Records from a collection:

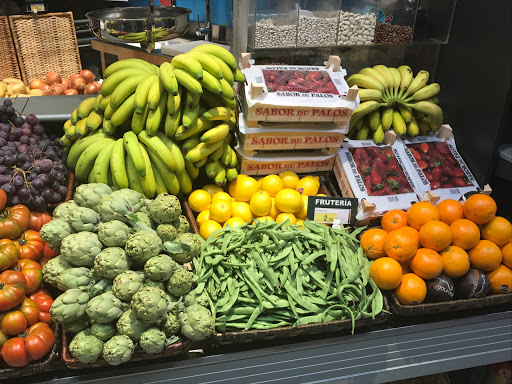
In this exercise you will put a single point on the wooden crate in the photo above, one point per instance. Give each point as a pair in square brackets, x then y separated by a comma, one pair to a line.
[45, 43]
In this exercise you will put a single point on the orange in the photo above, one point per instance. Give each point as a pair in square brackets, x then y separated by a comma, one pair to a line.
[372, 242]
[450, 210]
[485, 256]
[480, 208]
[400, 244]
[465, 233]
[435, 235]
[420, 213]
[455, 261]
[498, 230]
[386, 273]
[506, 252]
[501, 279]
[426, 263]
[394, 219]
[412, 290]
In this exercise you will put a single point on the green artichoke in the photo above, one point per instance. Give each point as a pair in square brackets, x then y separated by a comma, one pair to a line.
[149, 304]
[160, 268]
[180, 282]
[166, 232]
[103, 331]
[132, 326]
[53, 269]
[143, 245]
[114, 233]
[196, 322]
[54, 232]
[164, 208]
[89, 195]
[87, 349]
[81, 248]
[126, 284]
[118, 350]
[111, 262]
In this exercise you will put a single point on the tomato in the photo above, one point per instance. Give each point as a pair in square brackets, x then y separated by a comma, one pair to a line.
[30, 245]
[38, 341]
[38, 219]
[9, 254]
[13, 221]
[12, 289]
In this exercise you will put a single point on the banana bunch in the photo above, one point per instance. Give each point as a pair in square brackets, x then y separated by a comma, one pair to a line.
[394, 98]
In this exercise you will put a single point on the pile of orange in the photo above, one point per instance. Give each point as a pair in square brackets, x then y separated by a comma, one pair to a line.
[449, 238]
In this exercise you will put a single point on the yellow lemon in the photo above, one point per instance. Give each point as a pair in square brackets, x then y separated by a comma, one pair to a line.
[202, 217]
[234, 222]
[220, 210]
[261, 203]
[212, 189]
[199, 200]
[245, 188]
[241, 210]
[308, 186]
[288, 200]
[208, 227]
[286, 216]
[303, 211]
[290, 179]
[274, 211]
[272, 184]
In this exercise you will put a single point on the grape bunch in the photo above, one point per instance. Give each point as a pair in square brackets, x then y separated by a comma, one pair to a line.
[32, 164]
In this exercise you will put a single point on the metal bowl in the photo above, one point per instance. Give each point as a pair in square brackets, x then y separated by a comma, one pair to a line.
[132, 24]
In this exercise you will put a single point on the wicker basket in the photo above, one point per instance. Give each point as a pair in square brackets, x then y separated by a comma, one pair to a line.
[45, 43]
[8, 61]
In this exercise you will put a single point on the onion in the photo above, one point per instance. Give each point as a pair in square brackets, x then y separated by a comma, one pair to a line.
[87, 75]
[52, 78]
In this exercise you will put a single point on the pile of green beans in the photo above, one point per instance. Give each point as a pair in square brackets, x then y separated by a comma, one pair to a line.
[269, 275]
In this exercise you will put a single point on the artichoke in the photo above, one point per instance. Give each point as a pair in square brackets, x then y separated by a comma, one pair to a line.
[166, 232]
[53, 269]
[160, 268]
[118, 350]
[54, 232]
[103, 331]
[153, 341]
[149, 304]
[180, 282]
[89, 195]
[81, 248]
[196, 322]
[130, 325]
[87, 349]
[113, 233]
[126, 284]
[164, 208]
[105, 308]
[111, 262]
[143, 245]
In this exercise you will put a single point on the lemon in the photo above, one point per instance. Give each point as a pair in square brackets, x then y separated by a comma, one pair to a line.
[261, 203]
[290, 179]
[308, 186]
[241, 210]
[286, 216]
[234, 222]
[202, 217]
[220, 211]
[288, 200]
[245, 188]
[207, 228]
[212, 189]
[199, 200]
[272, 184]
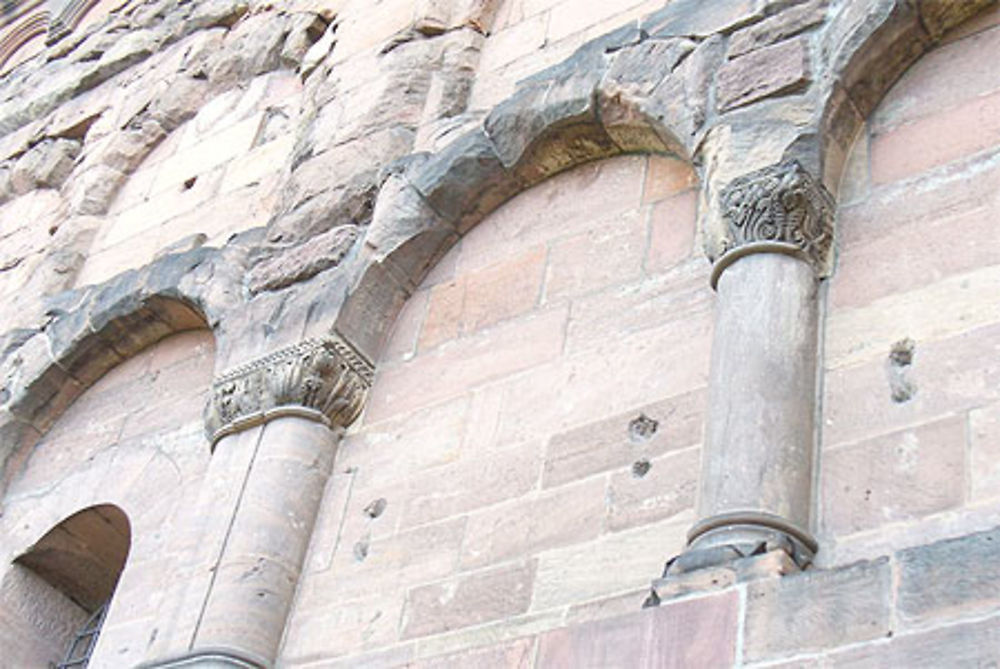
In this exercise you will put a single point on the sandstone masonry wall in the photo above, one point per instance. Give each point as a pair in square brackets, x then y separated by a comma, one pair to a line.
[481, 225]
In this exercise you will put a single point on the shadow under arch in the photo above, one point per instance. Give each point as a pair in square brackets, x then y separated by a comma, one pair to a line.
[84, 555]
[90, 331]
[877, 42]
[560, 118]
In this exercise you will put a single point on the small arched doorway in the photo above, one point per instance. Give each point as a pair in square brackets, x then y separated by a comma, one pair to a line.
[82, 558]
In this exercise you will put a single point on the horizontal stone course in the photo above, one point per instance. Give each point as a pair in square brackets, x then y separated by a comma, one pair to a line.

◆ INSTRUCTIONS FOR THE TASK ◆
Would you output all of the entries above exactly, keeping the pictures out?

◆ OUTPUT FOR THIS EXERCISE ◆
In this exercise you will put a single point on the wooden crate in the photo above, one point per instance. Give each point as a pair in square brackets, x then y separated by a comma, one pair to a line.
[45, 43]
In this exercise you will put a single point on the orange in the photo above, one point per instance. Give each point as a pair in square brackets, x then y separated by a comma, one pair to a line.
[372, 242]
[450, 210]
[485, 256]
[480, 208]
[400, 244]
[465, 233]
[435, 235]
[420, 213]
[455, 261]
[498, 230]
[386, 273]
[506, 252]
[501, 279]
[426, 263]
[394, 219]
[412, 290]
In this exercise you will put a single point on the green artichoke in the photo above, one point per instance. Give each point as a pair in square brackets, x then y separated by a comma, one pair to a line.
[149, 304]
[160, 268]
[180, 282]
[166, 232]
[103, 331]
[132, 326]
[53, 269]
[143, 245]
[114, 233]
[196, 322]
[54, 232]
[164, 208]
[89, 195]
[87, 349]
[81, 248]
[126, 284]
[118, 350]
[111, 262]
In this exercise you will put a single point on the tomato in the photo above, one point per instance. Give each point as a pair in square brackets, x then y separated by a comma, one pair to a line.
[30, 245]
[38, 341]
[38, 219]
[9, 254]
[13, 221]
[12, 289]
In this exercise you will put a single point on the banana bunch in the photo above, one point per instance. Give each point as a pair in square brackets, x then y separated by a comma, one pair to a line.
[394, 98]
In this exercise you will put a single point on the pile of orange in the photo above, one point per instance. Give each point as a pair in square brackets, x then y separated by a comma, one pair to a line.
[449, 238]
In this exercise you will put a single point on the yellow lemon in the photo above, one point per instance. Give each point as a pair in square brackets, x then y separated by a comma, one pair to a line.
[202, 217]
[234, 222]
[220, 210]
[261, 203]
[212, 189]
[199, 200]
[245, 188]
[241, 210]
[308, 186]
[288, 200]
[208, 227]
[286, 216]
[303, 211]
[290, 179]
[274, 211]
[272, 184]
In this exercise you will put a single point on the grape bunch in the photo above, one point per instance. Give each point as a pair in square brackets, x then y separated by a comma, one pair to a line.
[32, 164]
In this exercise you will put a single point on the metal bowl in the photo above, one point per instance. Give each point as a pair in square brackets, x then y separated by a comma, one pair to a line.
[132, 24]
In this exercise you will put a single point on the wicker basket in the photo above, one point per instance. Give each point as a pair in square brackets, x then y separated by a comma, one pair to a line.
[45, 43]
[8, 61]
In this exercise you will put a single point on the onion in the photo above, one point per instance. Give each point as a pair in square brackets, x then y separated by a comma, one pair to a line.
[87, 75]
[52, 78]
In this exercise you will put a single point on the pile of green beans in the photo above, one point per instance. Give each point as a pair in square brackets, x then y separated by a comma, one pair to a line.
[269, 275]
In this exercise you will put a single point on the artichoke in the photo above, one point per instance. Give each point as a pair in square brackets, x then y separated by a comma, one pair to a line.
[166, 232]
[53, 269]
[160, 268]
[118, 350]
[54, 232]
[103, 331]
[153, 341]
[149, 304]
[180, 282]
[89, 195]
[81, 248]
[196, 322]
[130, 325]
[87, 349]
[113, 233]
[126, 284]
[164, 208]
[105, 308]
[111, 262]
[143, 245]
In this exercise you will put a single point on the lemon in the photo above, one point per instance. Give each point as a pair in square brackets, x then y separated by a comma, one pair to a line.
[261, 203]
[290, 179]
[308, 186]
[241, 210]
[286, 216]
[234, 222]
[202, 217]
[220, 211]
[288, 200]
[245, 188]
[207, 228]
[212, 189]
[199, 200]
[272, 184]
In this exercise you will put a single point on the sandstone masonry wall in the photo above, one point per instance. Give each point as a pair in square brackets, x then y separated by a comma, one pair to a line.
[481, 225]
In this exercise you will put a single point on the shadow under arch in the photo above, one point per instance. Give each point as a pair in square brackets, x then y separated by a comma, one pair to a line.
[84, 555]
[90, 331]
[877, 42]
[560, 118]
In this exercise you will put a single point on the small arched doorway in the photo above, one point per instance. Give each point as a pair in square brackets, x then y separated by a comma, one pair to a line.
[82, 558]
In this exercise you will put a single point on the horizontal stone course in the photo above, one point per instance. Give each point as a pair in square brackets, x then y separated by a comma, one pair to a line.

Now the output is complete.